## TASK STATEMENT
Pick out each line in the material that contains the word "tank", and copy those lines.

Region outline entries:
"""
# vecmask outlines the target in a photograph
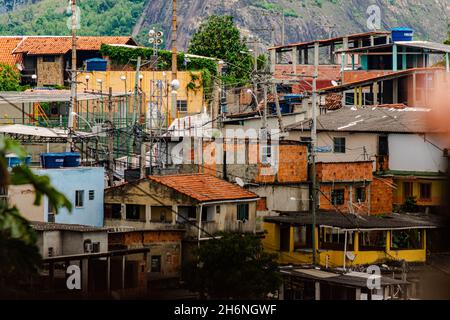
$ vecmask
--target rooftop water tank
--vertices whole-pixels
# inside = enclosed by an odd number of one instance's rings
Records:
[[[45,169],[60,169],[64,167],[65,153],[41,154],[42,167]]]
[[[408,27],[399,27],[391,30],[392,41],[412,41],[414,37],[414,30]]]
[[[85,61],[86,71],[106,71],[108,61],[100,58],[93,58]]]
[[[25,163],[25,165],[29,166],[31,163],[31,157],[28,156],[22,160],[16,154],[7,154],[6,155],[6,164],[7,164],[8,168],[14,168],[16,166],[22,165],[23,163]]]
[[[79,167],[81,163],[81,154],[78,152],[64,153],[64,167],[75,168]]]

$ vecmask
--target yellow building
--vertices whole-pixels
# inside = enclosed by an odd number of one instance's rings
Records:
[[[393,172],[394,205],[403,205],[414,198],[418,206],[438,207],[444,205],[446,177],[439,173]]]
[[[329,268],[387,261],[425,262],[426,232],[437,226],[407,215],[389,217],[319,212],[316,218],[316,263]],[[295,213],[266,217],[263,240],[281,264],[312,263],[312,216]]]
[[[139,90],[144,94],[147,111],[150,101],[162,97],[163,112],[172,110],[171,74],[164,71],[141,71]],[[179,71],[180,88],[177,90],[177,117],[198,114],[205,106],[201,72]],[[163,89],[158,89],[158,81]],[[134,94],[136,87],[135,71],[92,71],[78,75],[79,91],[107,93],[112,88],[114,94]]]

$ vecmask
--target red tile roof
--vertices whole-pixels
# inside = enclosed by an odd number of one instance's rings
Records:
[[[200,202],[258,198],[253,192],[207,174],[150,176],[149,179]]]
[[[136,44],[131,37],[78,37],[77,49],[83,51],[100,50],[102,44]],[[60,55],[72,48],[72,37],[24,37],[14,53],[28,55]]]
[[[15,66],[20,57],[12,52],[22,41],[22,37],[0,37],[0,63]]]

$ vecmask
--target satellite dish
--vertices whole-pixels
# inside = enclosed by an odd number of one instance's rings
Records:
[[[347,252],[346,256],[348,260],[355,261],[356,256],[353,252]]]
[[[242,180],[242,179],[239,178],[239,177],[236,177],[236,183],[238,184],[238,186],[240,186],[240,187],[242,187],[242,188],[245,186],[244,180]]]

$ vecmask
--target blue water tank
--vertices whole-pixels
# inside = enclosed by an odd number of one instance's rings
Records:
[[[392,41],[412,41],[414,37],[414,30],[408,27],[399,27],[391,29]]]
[[[85,61],[86,71],[106,71],[108,61],[105,59],[94,58]]]
[[[81,164],[81,154],[78,152],[66,152],[64,153],[64,167],[75,168]]]
[[[8,154],[8,155],[6,155],[6,163],[7,163],[8,168],[14,168],[14,167],[22,165],[23,163],[25,163],[25,165],[29,166],[31,163],[31,157],[28,156],[22,160],[15,154]]]
[[[65,153],[41,154],[42,167],[45,169],[60,169],[64,167]]]

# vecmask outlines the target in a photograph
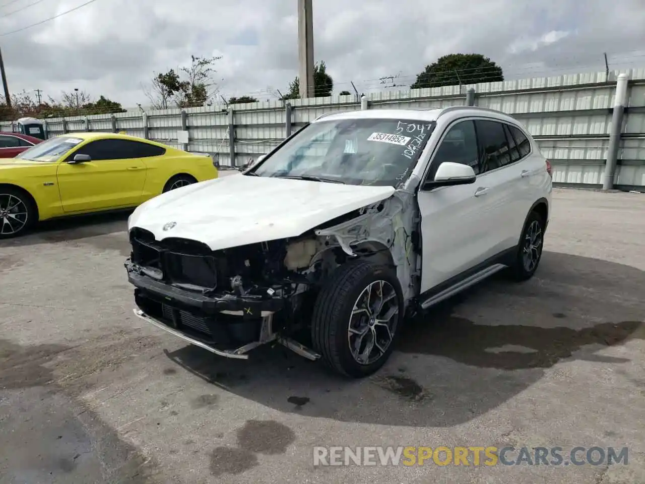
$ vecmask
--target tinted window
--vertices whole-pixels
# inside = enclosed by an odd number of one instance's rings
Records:
[[[520,156],[520,152],[517,149],[515,140],[511,134],[511,126],[508,125],[504,125],[504,132],[506,134],[506,139],[508,141],[509,150],[511,153],[511,163],[515,163],[522,157]]]
[[[15,136],[0,136],[0,148],[17,148],[20,146],[20,138]]]
[[[511,130],[511,133],[513,134],[513,137],[515,140],[515,143],[517,145],[517,149],[520,152],[521,157],[524,157],[531,152],[531,143],[528,141],[528,138],[526,137],[521,130],[518,129],[514,126],[509,126]]]
[[[101,160],[143,158],[165,152],[163,148],[128,139],[97,139],[82,146],[74,154],[90,155],[93,160]]]
[[[481,172],[490,172],[510,163],[511,157],[508,141],[502,123],[481,120],[475,123],[479,141]]]
[[[477,141],[473,121],[457,123],[448,130],[432,160],[430,176],[433,176],[439,166],[446,161],[470,165],[475,174],[479,173]]]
"""
## RESULT
--target rooftop water tank
--target blue water tank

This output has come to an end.